# pedigree kittens not selling



## silverhorse (Nov 2, 2008)

On looking at various cat websites recently It appears that pedigree kittens are not easy to sell at the moment.

Is this because a) of Christmas
b) the credit crunch
c) Too many kittens available
d) any other reason

Is anyone else finding this to be happening.


----------



## Siamese Kelly (Jan 6, 2008)

Could be SH


----------



## sullivan (Aug 29, 2008)

Think everyone is feeling the money shortage at the mo and with xmas just been round the corner people cant afford to pay out on the kittens.


----------



## Rraa (Apr 15, 2008)

Could be all of those things SilverHorse. However, there will always be a market for pedigree kittens.


----------



## rottiesloveragdolls (Nov 2, 2007)

*Your Joking my phone hasnt stopped ringing this past couple of days  but i have no babies and havnt got any of my girls calling yet so will be a few more months before i do have any. bet when i do have babies noone will want them *


----------



## sullivan (Aug 29, 2008)

rottiesloveragdolls said:


> *Your Joking my phone hasnt stopped ringing this past couple of days  but i have no babies and havnt got any of my girls calling yet so will be a few more months before i do have any. bet when i do have babies noone will want them *


Some people wait till xmas is out of they way. Maybe they have some xmas money they have saved for kitten.


----------



## Sungold-Bengals (Mar 10, 2008)

I have had lots of kitten enquiries too especially over Christmas & I have had at least 2-3 a week since the 'Credit crunch' was announced.

I have homes for the 3 kittens that I have that can leave 24th Jan.
The kittens that I haven't advertised yet as they are only coming up to 5 weeks old will hopefully be booked when the interested parties come for their viewings mid Jan.

I think you are right Rraa there will always be a market for pedigree kittens and I personally think the market is even stronger for those with 'good quality' pedigree kittens on offer! :thumbup:


----------



## LousKoonz (Feb 9, 2008)

Same here, it's only this week thats gone more quiet from enquiries as website states i have no kittens and i'm waiting on girls heats and matings x

didn't stop over the last few months, and i have people waiting on kittens this year aswell lol x


----------



## colliemerles (Nov 2, 2007)

rottiesloveragdolls said:


> *Your Joking my phone hasnt stopped ringing this past couple of days  but i have no babies and havnt got any of my girls calling yet so will be a few more months before i do have any. bet when i do have babies noone will want them *


do you have a waiting list or do you tell them to call back in afew months if they are still looking,


----------



## tonkatoy (Aug 1, 2008)

I have had lots of calls from people wanting Bengal kittens but I decided last year not to have any more kittens for a while due to wanting to show later this year and not wanting a baby till then. think it is dependant on time of year but credit crunch has got to effect the sale of kittens at some point


----------



## KarenHSmith (Apr 20, 2008)

Could be anything. More likely, people can't afford them...


----------



## silverhorse (Nov 2, 2008)

Well I am really glad the some breeders on this site are selling kittens and getting good enquiries . I also believe that there will be always be a market for quality bred kittens. Its nice to have some good news at a time when everyone is worrying about the depression. Meanwhile I cannot wait for this freezing weather to warm up. Happy New Year to all


----------



## Rraa (Apr 15, 2008)

Stored data:
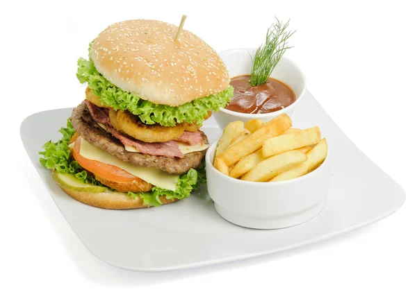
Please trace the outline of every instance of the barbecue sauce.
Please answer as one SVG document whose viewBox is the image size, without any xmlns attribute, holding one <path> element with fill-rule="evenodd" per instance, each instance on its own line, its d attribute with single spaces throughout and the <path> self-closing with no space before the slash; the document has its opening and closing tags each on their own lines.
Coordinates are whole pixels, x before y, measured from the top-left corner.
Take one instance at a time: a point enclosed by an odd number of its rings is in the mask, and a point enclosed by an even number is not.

Goals:
[a] Retype the forum thread on pedigree kittens not selling, starting with "I have had lots of kitten" and going on through "viewings mid Jan.".
[b] In the forum thread on pedigree kittens not selling, on what date can the three kittens that Sungold-Bengals has homes for leave?
[c] Proceed with the forum thread on pedigree kittens not selling from the point where it stops.

Answers below:
[a]
I have had lots of kitten enquiries too especially over Christmas & I have had at least 2-3 a week since the 'Credit crunch' was announced.

I have homes for the 3 kittens that I have that can leave 24th Jan.
The kittens that I haven't advertised yet as they are only coming up to 5 weeks old will hopefully be booked when the interested parties come for their viewings mid Jan.

[b] 24th Jan.

[c]
I think that Coonies have become very sought after, especially since that lovely fluffy girl, Imperial Supreme Grand Premier Dairymaine Sarnia Cherie, (tortie tabby Maine Coon) won Best of Variety at the Supreme 2008!  As soon as peeps see such an excellent quality breed, they know what they want.


----------



## kozykatz (May 18, 2008)

Yes, it's very difficult to find good homes for kittens at the moment in my experience. I usually expect to have at least a couple of kittens from every litter hanging around till they're 5 months or more. I get very few enquiries despite advertising on several breeder listing sites and of course i have my own website too. I do think there are too many breeders nowadays, and too many kittens available 

I have had only 3 enquiries in the past couple of months.

It could of course also be location - I'm in the Midlands. I know that some breeders in the south, with the same breeds as me, have loads of enquries and never have a problem finding homes.



silverhorse said:


> On looking at various cat websites recently It appears that pedigree kittens are not easy to sell at the moment.
> 
> Is this because a) of Christmas
> b) the credit crunch
> ...


----------



## spid (Nov 4, 2008)

Maybe it depends on area - i had over 8 inquiries in 2 weeks when my website first went up and we thought kittens would be available. Then Minnii wasn't pregnant and I informed everyone - 3 have decided they would still like to be kept 'on the books' (I call it a contact list) for if and when she does get pregnant and i've been very clear as to no guarentees etc. SO certainly in this area (Fife, Scotland) there seems to be no problem yet (*touches wood*)


----------



## xxSaffronxx (Apr 2, 2008)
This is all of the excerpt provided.